╭─ Raw data
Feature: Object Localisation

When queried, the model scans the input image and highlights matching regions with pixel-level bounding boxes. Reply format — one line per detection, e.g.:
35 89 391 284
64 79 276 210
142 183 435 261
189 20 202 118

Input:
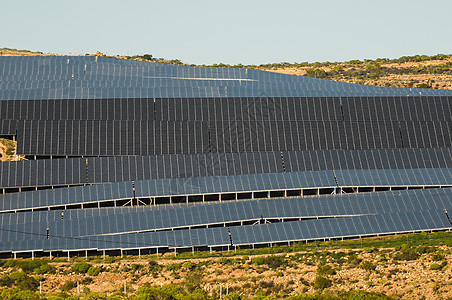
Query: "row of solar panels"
6 188 452 225
0 207 451 252
0 85 451 100
0 96 452 121
0 169 452 212
0 148 452 188
0 188 452 232
0 120 452 156
0 57 451 100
╰─
* [Your task]:
Write out every line of the records again, requests included, but multiply each bounding-box coordinate in the answers by 1.3 and round to the nearest whole number, with halves rounded up; leave the requests and their format sample unchanged. Leave the pictures out of your reply.

* [Full answer]:
Feature: Object Localisation

When queried, the model scans the input image and highlights matching regions with pixel-level bounding boxes. Reply format — one line per detection, e.g.:
35 89 391 284
64 79 276 210
142 183 435 261
189 20 202 118

Input:
Query: "row of solar panels"
8 244 588 293
0 269 586 328
0 111 586 130
0 125 588 157
0 220 588 276
0 192 588 244
0 244 588 302
0 156 588 203
0 74 586 130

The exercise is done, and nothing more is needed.